:: Page extract ::
Now I need to hurry here but you need to get this. This does not mean that Africa is a more wicked nation than we are because they have more droughts. This is where the difference comes between the Old and the New Testaments. But the drought of Africa, and the mud slides in Venezuela, and the earthquake in Turkey (all of those together, as we can show scripturally if we had the time) are a picture of judgment that is to come regardless of which nation must endure it. God says in the Bible in Job and elsewhere that natural disasters are a cameo. They are little pictures of His coming judgment of the world. And that’s why in the book of Revelation you have natural disasters connected with the final, final judgment.

Second, the deprivation of personal freedoms! I just chose one verse. Dozens could have been taken from the book of Judges and elsewhere, but Zechariah 11:6 says: “‘For I will no longer have pity on the people of the land,’ declares the Lord. ‘I will hand everyone over to his neighbor and his king. They will oppress the land and I will not rescue them from their hands.’” God says, “You are going to be enslaved to others, and your personal freedoms will be taken away.”

Once again, let’s not think that Russia and China are worse than we were because their personal freedoms were taken away under Communism. Sometimes people must suffer because of their evil rulers. But one of the signs of the judgments of God upon a world that has neglected Him is the fact that people always end up serving others, and their personal freedoms are taken away.

We think of America. I mentioned this last time. Isn’t it an anomaly that you would have liberal groups that supposedly are the champions of freedom to be the greatest threat to religious freedom here in America? So students can read pornography on the bus as part of their freedom, but according to one principle, then cannot read a Bible because the bus is public property, and you can’t have religion on public property. Where is all this nonsense going to end anyway because of silly ideas of the separation of Church and State and political correctness, which in itself would be a dozen sermons?

But we must hurry on. Third, war! I chose just two passages again. It says in Isaiah 10:5-6: “Woe to the Assyrian the rod of my anger, in whose hand is the club of my wrath. I sent him against a godless nation. I dispatch him against a people who anger me, to seize loot and snatch plunder, and to trample them down like mud in the streets.” Habakkuk 1:6 says: “I am raising up the Babylonians, that ruthless and impetuous people who sweep across the whole earth to seize dwelling places not their own.”
:::
:: Dataset excerpts ::
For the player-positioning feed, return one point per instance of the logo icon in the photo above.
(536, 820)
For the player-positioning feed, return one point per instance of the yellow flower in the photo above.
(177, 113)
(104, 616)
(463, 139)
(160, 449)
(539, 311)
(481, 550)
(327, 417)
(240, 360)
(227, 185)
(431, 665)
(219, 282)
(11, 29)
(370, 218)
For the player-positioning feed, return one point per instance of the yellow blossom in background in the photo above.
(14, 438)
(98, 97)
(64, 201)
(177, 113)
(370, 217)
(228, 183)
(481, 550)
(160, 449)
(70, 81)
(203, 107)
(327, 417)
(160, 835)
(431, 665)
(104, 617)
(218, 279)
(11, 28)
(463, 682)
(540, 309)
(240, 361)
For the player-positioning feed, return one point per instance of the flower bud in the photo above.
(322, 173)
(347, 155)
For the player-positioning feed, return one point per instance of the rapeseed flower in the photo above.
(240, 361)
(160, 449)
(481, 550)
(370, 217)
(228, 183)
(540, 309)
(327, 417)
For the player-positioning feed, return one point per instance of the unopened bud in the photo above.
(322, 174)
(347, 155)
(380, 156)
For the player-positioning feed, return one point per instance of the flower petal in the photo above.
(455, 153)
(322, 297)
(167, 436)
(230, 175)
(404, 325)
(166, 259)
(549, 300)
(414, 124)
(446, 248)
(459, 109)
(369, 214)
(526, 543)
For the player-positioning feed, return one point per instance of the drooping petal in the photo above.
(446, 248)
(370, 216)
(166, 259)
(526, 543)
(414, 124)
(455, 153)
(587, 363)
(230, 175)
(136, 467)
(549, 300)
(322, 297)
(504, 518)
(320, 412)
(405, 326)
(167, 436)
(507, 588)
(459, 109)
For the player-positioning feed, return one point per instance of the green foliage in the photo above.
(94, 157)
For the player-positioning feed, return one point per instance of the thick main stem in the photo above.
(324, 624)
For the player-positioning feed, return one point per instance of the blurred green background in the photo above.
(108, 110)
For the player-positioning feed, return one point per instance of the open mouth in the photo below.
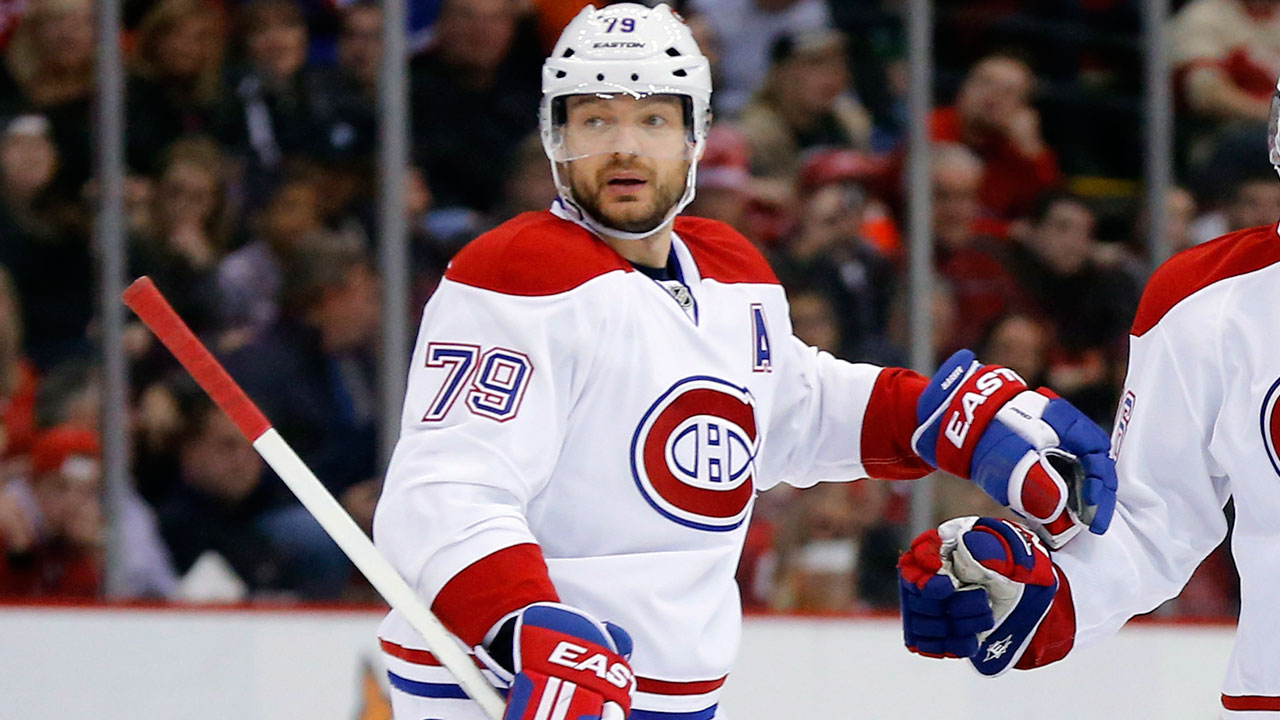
(625, 181)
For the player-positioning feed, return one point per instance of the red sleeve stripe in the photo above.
(888, 424)
(668, 687)
(490, 588)
(419, 656)
(1247, 702)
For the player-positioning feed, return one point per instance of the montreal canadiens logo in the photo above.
(1271, 424)
(694, 454)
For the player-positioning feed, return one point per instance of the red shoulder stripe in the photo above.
(722, 254)
(534, 254)
(1192, 270)
(492, 587)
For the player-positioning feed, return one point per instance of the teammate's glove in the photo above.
(979, 588)
(1031, 450)
(567, 666)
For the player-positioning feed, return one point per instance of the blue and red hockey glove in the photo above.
(565, 665)
(984, 589)
(1031, 450)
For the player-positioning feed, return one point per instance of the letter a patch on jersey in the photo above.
(762, 349)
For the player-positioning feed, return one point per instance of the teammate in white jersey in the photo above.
(1198, 423)
(599, 391)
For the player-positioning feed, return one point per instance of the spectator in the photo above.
(28, 160)
(749, 28)
(49, 263)
(804, 104)
(1018, 342)
(827, 251)
(1180, 219)
(272, 113)
(529, 185)
(967, 256)
(995, 118)
(250, 277)
(177, 78)
(50, 69)
(71, 397)
(833, 551)
(223, 505)
(1089, 305)
(814, 322)
(1247, 203)
(18, 379)
(723, 180)
(1225, 57)
(51, 527)
(474, 99)
(312, 369)
(1255, 201)
(360, 45)
(187, 235)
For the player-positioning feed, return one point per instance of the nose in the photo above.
(626, 140)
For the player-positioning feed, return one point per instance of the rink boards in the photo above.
(255, 664)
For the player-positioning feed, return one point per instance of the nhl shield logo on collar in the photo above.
(693, 456)
(1270, 422)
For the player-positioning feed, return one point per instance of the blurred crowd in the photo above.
(251, 139)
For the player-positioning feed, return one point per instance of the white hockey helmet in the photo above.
(626, 49)
(1274, 130)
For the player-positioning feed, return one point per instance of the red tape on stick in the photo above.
(145, 299)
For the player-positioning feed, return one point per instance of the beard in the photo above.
(666, 195)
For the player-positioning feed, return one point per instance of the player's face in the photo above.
(629, 158)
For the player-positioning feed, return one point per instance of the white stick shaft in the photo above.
(384, 578)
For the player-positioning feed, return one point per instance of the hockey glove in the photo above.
(1031, 450)
(1006, 569)
(567, 666)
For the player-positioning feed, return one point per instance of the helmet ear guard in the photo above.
(626, 49)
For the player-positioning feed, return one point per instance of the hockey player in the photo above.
(1198, 423)
(599, 391)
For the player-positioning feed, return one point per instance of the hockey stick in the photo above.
(155, 311)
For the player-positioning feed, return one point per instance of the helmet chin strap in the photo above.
(599, 227)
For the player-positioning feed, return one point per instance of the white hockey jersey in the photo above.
(560, 401)
(1198, 423)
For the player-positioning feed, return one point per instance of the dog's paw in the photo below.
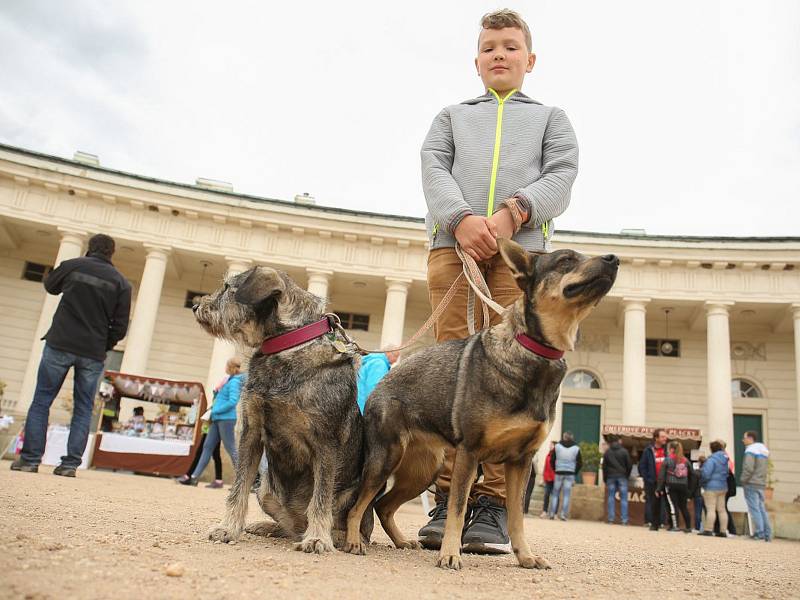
(220, 533)
(533, 562)
(315, 546)
(449, 561)
(355, 548)
(262, 528)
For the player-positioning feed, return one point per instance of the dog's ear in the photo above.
(262, 283)
(519, 260)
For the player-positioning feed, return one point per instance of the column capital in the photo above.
(326, 273)
(397, 283)
(235, 261)
(633, 303)
(157, 250)
(718, 307)
(68, 232)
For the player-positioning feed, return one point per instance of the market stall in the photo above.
(635, 439)
(149, 425)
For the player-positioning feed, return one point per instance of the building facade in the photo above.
(697, 332)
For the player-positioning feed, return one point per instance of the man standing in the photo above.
(649, 467)
(91, 318)
(566, 461)
(754, 480)
(617, 468)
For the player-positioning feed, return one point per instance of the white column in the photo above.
(634, 386)
(143, 321)
(222, 350)
(394, 313)
(796, 319)
(71, 246)
(319, 281)
(720, 399)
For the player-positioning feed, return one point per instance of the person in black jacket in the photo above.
(617, 468)
(91, 318)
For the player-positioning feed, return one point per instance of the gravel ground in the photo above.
(111, 535)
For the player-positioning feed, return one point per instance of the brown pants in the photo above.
(443, 268)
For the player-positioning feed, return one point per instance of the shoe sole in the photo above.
(485, 548)
(431, 542)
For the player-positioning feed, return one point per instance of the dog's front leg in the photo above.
(516, 477)
(465, 466)
(317, 537)
(249, 450)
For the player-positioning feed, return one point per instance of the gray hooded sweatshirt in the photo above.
(482, 151)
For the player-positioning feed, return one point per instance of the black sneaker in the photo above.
(487, 529)
(64, 471)
(21, 465)
(430, 536)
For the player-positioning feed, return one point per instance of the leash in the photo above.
(477, 286)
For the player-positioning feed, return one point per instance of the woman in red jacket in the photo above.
(549, 477)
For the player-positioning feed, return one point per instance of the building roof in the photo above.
(345, 211)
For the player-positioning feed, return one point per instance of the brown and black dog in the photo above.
(487, 396)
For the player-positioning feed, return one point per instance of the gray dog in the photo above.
(298, 404)
(491, 396)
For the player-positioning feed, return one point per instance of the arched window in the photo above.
(741, 388)
(581, 380)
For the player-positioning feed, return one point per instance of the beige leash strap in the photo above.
(476, 282)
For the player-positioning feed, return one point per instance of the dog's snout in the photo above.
(611, 259)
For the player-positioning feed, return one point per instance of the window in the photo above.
(581, 380)
(741, 388)
(35, 271)
(193, 298)
(354, 321)
(670, 348)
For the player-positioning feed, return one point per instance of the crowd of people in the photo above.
(671, 480)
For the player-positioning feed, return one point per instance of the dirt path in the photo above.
(107, 535)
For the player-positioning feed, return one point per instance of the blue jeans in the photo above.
(217, 430)
(562, 482)
(758, 512)
(53, 369)
(614, 485)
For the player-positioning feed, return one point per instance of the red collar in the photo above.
(293, 338)
(531, 344)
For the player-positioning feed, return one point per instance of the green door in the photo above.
(583, 420)
(742, 423)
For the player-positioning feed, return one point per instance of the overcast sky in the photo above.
(687, 112)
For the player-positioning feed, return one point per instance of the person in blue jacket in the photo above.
(714, 479)
(223, 420)
(373, 368)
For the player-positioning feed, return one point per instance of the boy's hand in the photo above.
(477, 237)
(503, 222)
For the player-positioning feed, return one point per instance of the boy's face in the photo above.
(503, 58)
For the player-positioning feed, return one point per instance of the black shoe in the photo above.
(21, 465)
(487, 530)
(64, 471)
(430, 536)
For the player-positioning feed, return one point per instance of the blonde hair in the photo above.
(505, 17)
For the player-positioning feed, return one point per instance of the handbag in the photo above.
(731, 484)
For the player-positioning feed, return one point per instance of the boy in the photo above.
(500, 165)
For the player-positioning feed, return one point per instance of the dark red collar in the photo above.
(531, 344)
(293, 338)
:::
* The exercise
The sermon excerpt says Africa's frequent droughts do not make it more wicked than other nations. In one to three sentences, explain the reason the excerpt gives.

* Exercise solution
The drought of Africa, like the mud slides in Venezuela and the earthquake in Turkey, is a picture of judgment that is to come, regardless of which nation must endure it. The excerpt calls natural disasters a cameo: little pictures of God's coming judgment of the world.